**EXERCISE PASSAGE**:
____________

April 20
Today in Christian History

1317: Break Agnes of Montepulciano Finishes Her Race
On April 20, 1317, Agnes of Montepulciano finished her race, dying after years of quiet, costly devotion. From childhood she sought Christ in prayer and self-denial, and as a young prioress she led others not with show, but with steady holiness, Scripture-shaped counsel, and mercy for the needy. She helped found and guide a community devoted to worship and service, and she was remembered for tenderness toward the sick, generosity to the poor, and a life that pointed beyond earthly comfort to eternal joy. Her example still calls believers to faithful love, day after day.

1441: Guarding the Church’s Unity
On April 20, 1441, during the Council of Florence, Pope Eugenius IV issued the bull Etsi non dubitemus, asserting that the bishop of Rome holds authority above church councils. With the rival Council of Basel pressing conciliar claims and reunion efforts with Eastern Christians still underway, Eugenius sought to protect the Church’s unity and guard its teaching from political drift. His stand reminds believers that Christ shepherds His people through ordered leadership, calling pastors to courage and humility as they labor for peace without compromising truth, and to pray for wise, holy oversight that points every heart back to the Gospel.

____________

Region pointing data

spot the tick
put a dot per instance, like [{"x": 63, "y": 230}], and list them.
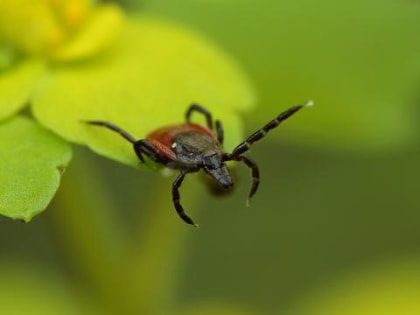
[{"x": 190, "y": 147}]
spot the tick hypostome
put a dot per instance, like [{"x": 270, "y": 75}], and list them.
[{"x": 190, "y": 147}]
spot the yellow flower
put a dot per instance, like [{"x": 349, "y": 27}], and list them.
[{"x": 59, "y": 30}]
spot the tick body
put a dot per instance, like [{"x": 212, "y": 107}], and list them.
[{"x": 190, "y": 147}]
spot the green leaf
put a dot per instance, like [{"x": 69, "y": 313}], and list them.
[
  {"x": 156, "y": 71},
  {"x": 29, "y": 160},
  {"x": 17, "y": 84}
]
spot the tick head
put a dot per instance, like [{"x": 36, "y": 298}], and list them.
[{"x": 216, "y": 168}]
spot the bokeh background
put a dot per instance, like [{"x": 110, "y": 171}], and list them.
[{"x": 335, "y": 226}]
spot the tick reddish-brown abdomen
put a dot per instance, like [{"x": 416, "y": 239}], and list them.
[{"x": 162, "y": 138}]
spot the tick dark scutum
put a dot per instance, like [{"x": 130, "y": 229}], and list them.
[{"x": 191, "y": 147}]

____________

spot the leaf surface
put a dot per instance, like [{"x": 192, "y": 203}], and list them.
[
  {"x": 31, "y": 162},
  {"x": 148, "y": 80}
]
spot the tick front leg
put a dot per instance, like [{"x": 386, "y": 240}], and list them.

____________

**LIST OF TASKS**:
a: Reproduce everything in the April 20 church history page from "1441: Guarding the" down to "to the Gospel.".
b: Write the next part of the April 20 church history page, beginning right after its final sentence.

**SET OF ANSWERS**:
a:
1441: Guarding the Church’s Unity
On April 20, 1441, during the Council of Florence, Pope Eugenius IV issued the bull Etsi non dubitemus, asserting that the bishop of Rome holds authority above church councils. With the rival Council of Basel pressing conciliar claims and reunion efforts with Eastern Christians still underway, Eugenius sought to protect the Church’s unity and guard its teaching from political drift. His stand reminds believers that Christ shepherds His people through ordered leadership, calling pastors to courage and humility as they labor for peace without compromising truth, and to pray for wise, holy oversight that points every heart back to the Gospel.

b:
1479: A Quiet Founder and Wonderworker
On April 20, 1479, Alexander of Oshevensk fell asleep in the Lord. After years of ascetic labor in the northern forests near Kargopol, he founded the Orthodox monastery of Oshevensk, gathering brothers for prayer, repentance, and service. Those who came to him found a wise spiritual counselor who pointed hearts to Christ, strengthened the weary, and called sinners to mercy. Accounts of healings and other miracles around his life and memory testified that God honors humble faith. He taught that hidden prayer is stronger than public honor. His death sealed steadfast obedience, leaving a lamp for later generations.

1529: The Birth of “Protestant”
On April 20, 1529, at the Second Diet of Speyer, those supporting reform were first called “Protestants,” a name drawn from their Protestatio—an official protest against the imperial decision to restrict the spread of gospel preaching allowed under the earlier settlement of 1526. Six princes and representatives of fourteen free imperial cities refused to surrender conscience to coercion, insisting that obedience to God’s Word must stand above human command. Their stand helped preserve the cause of reform, strengthened believers facing pressure, and reminded the church that courage and fidelity often begin with a clear, public confession of truth.

1534: The Holy Maid of Kent Meets the Gallows
On April 20, 1534, Elizabeth Barton—remembered as the “Nun of Kent” and famed for visions and a life of devotion—was hanged at Tyburn with several clerical supporters after being condemned for treason. She had spoken boldly against King Henry VIII’s marriage to Anne Boleyn and warned that judgment would fall swiftly on the king, a prophecy that did not come to pass. Yet her death reveals the cost of resisting a state that demanded spiritual submission. Her story urges believers to hold conscience before God, test revelations by Scripture, and pursue repentance and prayer even under threat.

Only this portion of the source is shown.